* Exercise directions: The data must be given again in full, with no line altered.

* Natural language region descriptions:
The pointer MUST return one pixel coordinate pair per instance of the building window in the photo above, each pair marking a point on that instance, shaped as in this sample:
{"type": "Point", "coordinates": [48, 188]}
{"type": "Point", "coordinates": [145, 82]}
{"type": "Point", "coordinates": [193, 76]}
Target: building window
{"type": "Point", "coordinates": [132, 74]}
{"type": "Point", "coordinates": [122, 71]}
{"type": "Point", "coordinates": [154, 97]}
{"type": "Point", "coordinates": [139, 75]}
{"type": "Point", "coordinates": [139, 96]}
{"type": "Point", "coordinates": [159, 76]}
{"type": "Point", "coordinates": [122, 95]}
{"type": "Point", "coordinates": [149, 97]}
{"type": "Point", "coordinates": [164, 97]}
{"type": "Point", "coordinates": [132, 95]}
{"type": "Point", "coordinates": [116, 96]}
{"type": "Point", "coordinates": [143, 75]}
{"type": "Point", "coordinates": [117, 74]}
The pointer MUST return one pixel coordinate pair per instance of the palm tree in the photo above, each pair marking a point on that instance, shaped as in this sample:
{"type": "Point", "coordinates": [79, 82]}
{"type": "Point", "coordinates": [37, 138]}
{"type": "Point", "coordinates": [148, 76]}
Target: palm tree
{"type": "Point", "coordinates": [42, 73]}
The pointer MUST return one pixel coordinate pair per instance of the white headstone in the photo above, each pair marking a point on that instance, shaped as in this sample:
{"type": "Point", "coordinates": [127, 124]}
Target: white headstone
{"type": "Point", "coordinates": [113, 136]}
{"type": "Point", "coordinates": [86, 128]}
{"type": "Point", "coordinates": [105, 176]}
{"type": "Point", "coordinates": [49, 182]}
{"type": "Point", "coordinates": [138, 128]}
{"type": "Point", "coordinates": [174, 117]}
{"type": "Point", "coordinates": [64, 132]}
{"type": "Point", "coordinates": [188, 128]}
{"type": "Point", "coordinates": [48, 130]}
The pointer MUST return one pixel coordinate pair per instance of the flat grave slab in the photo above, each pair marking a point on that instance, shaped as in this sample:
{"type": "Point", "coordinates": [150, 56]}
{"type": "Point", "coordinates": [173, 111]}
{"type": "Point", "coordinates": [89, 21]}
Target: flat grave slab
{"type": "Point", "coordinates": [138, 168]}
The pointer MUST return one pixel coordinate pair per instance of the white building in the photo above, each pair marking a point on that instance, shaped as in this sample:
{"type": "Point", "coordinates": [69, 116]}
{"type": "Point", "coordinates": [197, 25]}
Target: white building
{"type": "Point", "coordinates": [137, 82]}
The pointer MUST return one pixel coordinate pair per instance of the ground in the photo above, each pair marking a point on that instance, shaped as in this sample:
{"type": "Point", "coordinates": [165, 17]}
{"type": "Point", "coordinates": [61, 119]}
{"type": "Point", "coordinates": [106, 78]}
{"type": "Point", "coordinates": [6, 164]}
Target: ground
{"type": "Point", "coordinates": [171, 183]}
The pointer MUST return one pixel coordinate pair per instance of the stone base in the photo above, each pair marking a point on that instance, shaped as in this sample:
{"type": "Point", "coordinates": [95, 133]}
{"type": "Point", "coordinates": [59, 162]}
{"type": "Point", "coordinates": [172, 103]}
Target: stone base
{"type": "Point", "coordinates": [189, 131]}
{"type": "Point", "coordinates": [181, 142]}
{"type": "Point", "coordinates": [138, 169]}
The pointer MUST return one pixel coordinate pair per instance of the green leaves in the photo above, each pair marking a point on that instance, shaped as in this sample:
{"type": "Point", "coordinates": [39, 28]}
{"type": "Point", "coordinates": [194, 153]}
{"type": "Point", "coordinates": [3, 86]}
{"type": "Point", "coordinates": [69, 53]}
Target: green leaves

* Answer to the exercise:
The pointer MUST return one pixel coordinate pair per instance of the building window in the photo above, each pair marking a point on that instance, shaped as in this sample:
{"type": "Point", "coordinates": [48, 188]}
{"type": "Point", "coordinates": [145, 82]}
{"type": "Point", "coordinates": [193, 76]}
Target: building window
{"type": "Point", "coordinates": [132, 74]}
{"type": "Point", "coordinates": [122, 71]}
{"type": "Point", "coordinates": [154, 97]}
{"type": "Point", "coordinates": [139, 75]}
{"type": "Point", "coordinates": [139, 96]}
{"type": "Point", "coordinates": [159, 76]}
{"type": "Point", "coordinates": [122, 95]}
{"type": "Point", "coordinates": [149, 97]}
{"type": "Point", "coordinates": [164, 97]}
{"type": "Point", "coordinates": [132, 95]}
{"type": "Point", "coordinates": [116, 96]}
{"type": "Point", "coordinates": [143, 75]}
{"type": "Point", "coordinates": [117, 74]}
The pointer MUST return one pixel coordinate pair per instance of the palm tree in the photo above, each pair marking a point on that instance, shaped as in this sample:
{"type": "Point", "coordinates": [79, 82]}
{"type": "Point", "coordinates": [37, 138]}
{"type": "Point", "coordinates": [148, 76]}
Target: palm tree
{"type": "Point", "coordinates": [42, 73]}
The pointer MUST return one pixel coordinate pair per instance of the white headstone in the photo above, each pair marking a point on that instance, shaped as in this sample:
{"type": "Point", "coordinates": [127, 124]}
Target: white headstone
{"type": "Point", "coordinates": [113, 136]}
{"type": "Point", "coordinates": [86, 128]}
{"type": "Point", "coordinates": [105, 176]}
{"type": "Point", "coordinates": [49, 182]}
{"type": "Point", "coordinates": [138, 128]}
{"type": "Point", "coordinates": [174, 117]}
{"type": "Point", "coordinates": [64, 132]}
{"type": "Point", "coordinates": [188, 128]}
{"type": "Point", "coordinates": [48, 130]}
The pointer MUST return one pixel coordinate pair per instance of the flat grave slab in the photo above, each pair marking a point on that instance, shaped as in this sample:
{"type": "Point", "coordinates": [150, 56]}
{"type": "Point", "coordinates": [173, 111]}
{"type": "Point", "coordinates": [89, 21]}
Target: flat grave slab
{"type": "Point", "coordinates": [138, 168]}
The pointer MUST return one pixel coordinate pair per instance of the white building in the photo above, each pair marking a point on that instance, shaped as in this sample:
{"type": "Point", "coordinates": [69, 116]}
{"type": "Point", "coordinates": [197, 25]}
Target: white building
{"type": "Point", "coordinates": [137, 82]}
The pointer MUST return one pixel coordinate pair per instance of the ground in the photo above, each pair marking a point on that instance, shaped as in this sample:
{"type": "Point", "coordinates": [165, 17]}
{"type": "Point", "coordinates": [61, 119]}
{"type": "Point", "coordinates": [106, 78]}
{"type": "Point", "coordinates": [6, 164]}
Target: ground
{"type": "Point", "coordinates": [171, 183]}
The pointer MUST return one pixel coordinate pair per instance of the stone base in the photo above, each pair marking a point on that instance, shaped as in this sample:
{"type": "Point", "coordinates": [95, 133]}
{"type": "Point", "coordinates": [59, 162]}
{"type": "Point", "coordinates": [172, 103]}
Target: stone base
{"type": "Point", "coordinates": [189, 131]}
{"type": "Point", "coordinates": [181, 142]}
{"type": "Point", "coordinates": [138, 169]}
The pointer MUST return one pixel coordinate pair per instance of the green leaves in the photo above, each pair marking a point on that instance, shaped as in this sample:
{"type": "Point", "coordinates": [39, 28]}
{"type": "Point", "coordinates": [194, 153]}
{"type": "Point", "coordinates": [3, 86]}
{"type": "Point", "coordinates": [69, 53]}
Target: green leaves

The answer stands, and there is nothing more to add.